_Required work:_
Transcribe the part of the news article on Deidre Henderson's mask comments that runs between "As one of a" and "statewide mask mandate.", inclusive, with no changes.

_Document excerpt:_
>>>>
SALT LAKE CITY – Sen. Deidre Henderson, R-Spanish Fork, has joined the ranks of Utah officials pushing back on growing criticism of the state’s response to the coronavirus pandemic.
“What will help our economy and our businesses most now,” Henderson said, “is something that has become far too politicized and that is just wearing a stinking mask in public.
“To me, that’s the number one thing that we should all do. It’s so simple and it should not be controversial in any way, shape or form. But, unfortunately, it has been.“
After being sidelined on the campaign trail by her own COVID-19 diagnosis, Henderson’s comments came during a Friday candidate forum sponsored by the Cache Valley Chamber of Commerce. That event featured not only gubernatorial candidates Lt. Gov. Spencer Cox and Democratic challenger Chris Peterson but also their running mates, Henderson and Karina Brown of Nibley respectively.
As one of a growing number of COVID-19 patients still suffering long-term after-affects of the coronavirus infection, Henderson had ample justification for her occasionally emphatic comments. She appeared during the forum held via Zoom technology wearing an oxygen-supply device.
The Democratic candidates did not dispute Henderson’s argument. They merely repeated their call that Gov. Gary Herbert should emphasize the importance of face coverings by issuing a statewide mask mandate.
<<<<
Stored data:
>>>>
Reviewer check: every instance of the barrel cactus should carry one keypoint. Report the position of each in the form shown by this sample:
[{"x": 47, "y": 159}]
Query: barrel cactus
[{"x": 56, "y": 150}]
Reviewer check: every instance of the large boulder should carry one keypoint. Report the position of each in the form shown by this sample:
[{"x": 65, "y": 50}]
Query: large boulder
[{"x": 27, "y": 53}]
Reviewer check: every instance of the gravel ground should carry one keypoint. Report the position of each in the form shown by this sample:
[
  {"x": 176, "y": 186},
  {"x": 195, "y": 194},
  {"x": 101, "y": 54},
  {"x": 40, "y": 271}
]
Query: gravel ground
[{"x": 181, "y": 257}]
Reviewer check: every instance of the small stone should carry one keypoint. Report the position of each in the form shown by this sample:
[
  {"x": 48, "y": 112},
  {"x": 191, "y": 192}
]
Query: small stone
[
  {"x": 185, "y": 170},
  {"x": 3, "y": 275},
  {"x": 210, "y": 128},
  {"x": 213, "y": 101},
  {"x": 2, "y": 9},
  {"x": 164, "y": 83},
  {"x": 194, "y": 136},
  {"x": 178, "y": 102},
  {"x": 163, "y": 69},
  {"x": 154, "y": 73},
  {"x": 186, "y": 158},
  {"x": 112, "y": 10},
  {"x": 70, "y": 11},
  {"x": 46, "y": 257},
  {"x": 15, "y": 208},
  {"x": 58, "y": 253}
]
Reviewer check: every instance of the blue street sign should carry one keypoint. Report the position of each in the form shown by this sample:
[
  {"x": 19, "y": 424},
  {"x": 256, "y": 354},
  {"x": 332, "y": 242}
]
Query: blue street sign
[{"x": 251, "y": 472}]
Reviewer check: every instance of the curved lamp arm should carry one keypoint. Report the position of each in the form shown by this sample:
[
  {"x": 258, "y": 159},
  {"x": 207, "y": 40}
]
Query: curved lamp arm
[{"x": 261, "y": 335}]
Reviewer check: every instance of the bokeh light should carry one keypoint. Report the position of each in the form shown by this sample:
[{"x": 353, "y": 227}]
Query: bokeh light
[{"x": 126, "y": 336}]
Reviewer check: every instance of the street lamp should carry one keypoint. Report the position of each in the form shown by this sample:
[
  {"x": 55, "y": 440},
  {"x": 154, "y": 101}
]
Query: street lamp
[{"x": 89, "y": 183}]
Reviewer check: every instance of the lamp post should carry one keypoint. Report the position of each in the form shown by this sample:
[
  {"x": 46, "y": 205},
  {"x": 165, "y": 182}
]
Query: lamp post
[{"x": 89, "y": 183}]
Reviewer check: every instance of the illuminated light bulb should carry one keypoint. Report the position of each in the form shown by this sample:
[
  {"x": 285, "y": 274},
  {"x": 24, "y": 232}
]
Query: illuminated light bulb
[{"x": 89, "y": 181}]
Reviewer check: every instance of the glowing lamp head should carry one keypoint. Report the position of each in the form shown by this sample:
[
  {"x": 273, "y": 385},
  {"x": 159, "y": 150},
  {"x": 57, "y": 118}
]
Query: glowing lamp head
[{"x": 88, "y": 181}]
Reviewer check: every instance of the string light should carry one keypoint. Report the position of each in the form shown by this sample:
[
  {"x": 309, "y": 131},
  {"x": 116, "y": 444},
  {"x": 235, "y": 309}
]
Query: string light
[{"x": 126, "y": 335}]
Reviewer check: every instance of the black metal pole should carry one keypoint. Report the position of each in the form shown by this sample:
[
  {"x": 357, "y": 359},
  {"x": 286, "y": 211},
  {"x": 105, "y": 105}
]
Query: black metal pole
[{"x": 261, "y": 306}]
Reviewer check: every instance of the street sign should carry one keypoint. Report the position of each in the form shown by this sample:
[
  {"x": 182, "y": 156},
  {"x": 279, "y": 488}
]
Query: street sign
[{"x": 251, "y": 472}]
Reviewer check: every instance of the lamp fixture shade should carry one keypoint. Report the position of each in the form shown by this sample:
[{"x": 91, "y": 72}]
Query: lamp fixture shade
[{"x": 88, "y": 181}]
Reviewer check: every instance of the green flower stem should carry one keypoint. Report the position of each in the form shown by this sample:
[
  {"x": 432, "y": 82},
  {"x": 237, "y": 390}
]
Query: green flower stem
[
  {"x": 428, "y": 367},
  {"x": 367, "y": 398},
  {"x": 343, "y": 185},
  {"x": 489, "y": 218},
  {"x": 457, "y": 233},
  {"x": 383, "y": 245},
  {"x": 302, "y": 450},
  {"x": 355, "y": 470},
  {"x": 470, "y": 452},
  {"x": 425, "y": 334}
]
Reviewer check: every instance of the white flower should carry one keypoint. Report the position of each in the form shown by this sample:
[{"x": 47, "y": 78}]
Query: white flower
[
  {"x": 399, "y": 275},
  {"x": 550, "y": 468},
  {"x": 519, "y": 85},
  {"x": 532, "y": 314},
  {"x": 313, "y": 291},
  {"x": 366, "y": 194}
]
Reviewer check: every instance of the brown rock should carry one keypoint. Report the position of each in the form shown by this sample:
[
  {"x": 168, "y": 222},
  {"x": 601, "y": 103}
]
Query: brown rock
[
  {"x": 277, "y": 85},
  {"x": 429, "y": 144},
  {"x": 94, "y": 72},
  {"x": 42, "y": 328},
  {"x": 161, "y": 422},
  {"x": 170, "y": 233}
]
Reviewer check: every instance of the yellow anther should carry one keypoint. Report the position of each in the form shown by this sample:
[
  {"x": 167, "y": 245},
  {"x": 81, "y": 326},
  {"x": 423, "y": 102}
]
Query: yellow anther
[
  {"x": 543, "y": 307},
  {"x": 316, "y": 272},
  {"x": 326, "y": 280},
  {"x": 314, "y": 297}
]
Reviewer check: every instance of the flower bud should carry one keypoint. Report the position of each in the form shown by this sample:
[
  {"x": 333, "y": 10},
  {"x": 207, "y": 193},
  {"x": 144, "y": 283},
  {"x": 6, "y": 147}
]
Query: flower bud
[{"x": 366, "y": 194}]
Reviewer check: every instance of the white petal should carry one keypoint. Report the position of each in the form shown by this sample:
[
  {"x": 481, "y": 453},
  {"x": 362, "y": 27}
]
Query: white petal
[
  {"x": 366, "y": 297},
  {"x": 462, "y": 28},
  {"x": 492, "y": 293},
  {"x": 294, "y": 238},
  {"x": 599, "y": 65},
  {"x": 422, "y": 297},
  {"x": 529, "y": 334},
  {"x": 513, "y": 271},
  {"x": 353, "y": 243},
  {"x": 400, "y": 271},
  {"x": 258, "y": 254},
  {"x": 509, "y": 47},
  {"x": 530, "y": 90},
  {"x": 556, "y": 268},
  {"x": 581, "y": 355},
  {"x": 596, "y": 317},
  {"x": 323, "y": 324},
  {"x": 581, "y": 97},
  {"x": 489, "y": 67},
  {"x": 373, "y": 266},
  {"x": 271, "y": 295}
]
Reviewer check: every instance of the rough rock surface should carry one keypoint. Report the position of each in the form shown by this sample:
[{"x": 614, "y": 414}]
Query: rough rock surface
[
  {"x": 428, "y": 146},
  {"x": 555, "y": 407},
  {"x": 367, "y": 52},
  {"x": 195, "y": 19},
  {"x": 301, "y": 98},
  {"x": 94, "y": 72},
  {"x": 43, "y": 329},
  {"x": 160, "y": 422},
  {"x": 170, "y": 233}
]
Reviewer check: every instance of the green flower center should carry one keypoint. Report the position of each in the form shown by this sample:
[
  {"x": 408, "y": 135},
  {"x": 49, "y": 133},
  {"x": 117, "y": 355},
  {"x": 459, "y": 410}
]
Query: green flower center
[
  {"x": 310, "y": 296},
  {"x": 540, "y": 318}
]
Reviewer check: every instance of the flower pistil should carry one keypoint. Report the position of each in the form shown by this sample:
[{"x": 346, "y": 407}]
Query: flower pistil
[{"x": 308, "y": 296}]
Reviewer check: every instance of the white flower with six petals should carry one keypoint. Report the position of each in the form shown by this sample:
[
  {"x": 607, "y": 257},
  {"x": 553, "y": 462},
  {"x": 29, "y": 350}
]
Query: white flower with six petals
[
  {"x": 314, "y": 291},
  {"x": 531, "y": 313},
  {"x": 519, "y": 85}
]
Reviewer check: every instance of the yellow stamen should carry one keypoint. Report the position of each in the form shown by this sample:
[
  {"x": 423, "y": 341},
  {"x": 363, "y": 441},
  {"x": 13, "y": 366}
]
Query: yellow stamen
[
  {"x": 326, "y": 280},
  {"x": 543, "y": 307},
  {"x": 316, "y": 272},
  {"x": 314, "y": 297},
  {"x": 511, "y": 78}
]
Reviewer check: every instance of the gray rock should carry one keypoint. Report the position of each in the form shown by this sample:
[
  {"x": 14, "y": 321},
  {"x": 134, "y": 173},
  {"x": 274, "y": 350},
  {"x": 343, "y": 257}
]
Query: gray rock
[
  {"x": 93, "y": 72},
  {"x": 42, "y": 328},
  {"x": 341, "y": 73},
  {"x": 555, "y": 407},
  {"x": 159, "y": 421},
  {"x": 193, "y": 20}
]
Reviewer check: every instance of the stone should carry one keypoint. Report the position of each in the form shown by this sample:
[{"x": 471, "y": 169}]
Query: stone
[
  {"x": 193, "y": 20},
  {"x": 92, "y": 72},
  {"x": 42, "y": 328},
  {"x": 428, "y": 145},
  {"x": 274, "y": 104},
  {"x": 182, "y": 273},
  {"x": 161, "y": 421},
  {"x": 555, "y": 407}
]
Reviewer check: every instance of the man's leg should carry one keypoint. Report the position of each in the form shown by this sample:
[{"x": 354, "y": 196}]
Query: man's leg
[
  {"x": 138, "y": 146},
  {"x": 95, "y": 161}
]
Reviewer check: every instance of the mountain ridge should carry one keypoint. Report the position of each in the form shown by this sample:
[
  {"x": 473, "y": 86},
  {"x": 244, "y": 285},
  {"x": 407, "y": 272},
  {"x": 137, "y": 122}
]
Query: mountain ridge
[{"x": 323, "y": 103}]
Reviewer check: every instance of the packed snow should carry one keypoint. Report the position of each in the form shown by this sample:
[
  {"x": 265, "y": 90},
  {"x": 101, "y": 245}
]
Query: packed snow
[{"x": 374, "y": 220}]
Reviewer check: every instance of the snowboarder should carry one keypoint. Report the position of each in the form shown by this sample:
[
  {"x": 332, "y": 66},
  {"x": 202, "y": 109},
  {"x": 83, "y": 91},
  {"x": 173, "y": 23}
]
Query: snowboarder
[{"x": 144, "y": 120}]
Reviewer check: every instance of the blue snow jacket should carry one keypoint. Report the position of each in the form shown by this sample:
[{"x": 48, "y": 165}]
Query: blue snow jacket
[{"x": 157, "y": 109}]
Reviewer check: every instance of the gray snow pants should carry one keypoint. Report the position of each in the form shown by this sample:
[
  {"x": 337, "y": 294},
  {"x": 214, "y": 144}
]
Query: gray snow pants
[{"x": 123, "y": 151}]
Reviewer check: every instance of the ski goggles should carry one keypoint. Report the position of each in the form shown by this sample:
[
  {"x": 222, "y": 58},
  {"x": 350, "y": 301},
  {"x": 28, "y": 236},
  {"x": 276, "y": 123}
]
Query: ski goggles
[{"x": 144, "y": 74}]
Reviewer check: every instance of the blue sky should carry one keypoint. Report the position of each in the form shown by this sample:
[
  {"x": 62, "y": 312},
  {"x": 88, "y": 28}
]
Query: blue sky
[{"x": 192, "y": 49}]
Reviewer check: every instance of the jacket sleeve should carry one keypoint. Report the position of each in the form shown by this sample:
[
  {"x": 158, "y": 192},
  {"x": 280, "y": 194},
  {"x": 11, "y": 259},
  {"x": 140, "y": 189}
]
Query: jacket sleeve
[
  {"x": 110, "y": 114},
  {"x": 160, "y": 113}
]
<<<<
_Task response:_
As one of a growing number of COVID-19 patients still suffering long-term after-affects of the coronavirus infection, Henderson had ample justification for her occasionally emphatic comments. She appeared during the forum held via Zoom technology wearing an oxygen-supply device.
The Democratic candidates did not dispute Henderson’s argument. They merely repeated their call that Gov. Gary Herbert should emphasize the importance of face coverings by issuing a statewide mask mandate.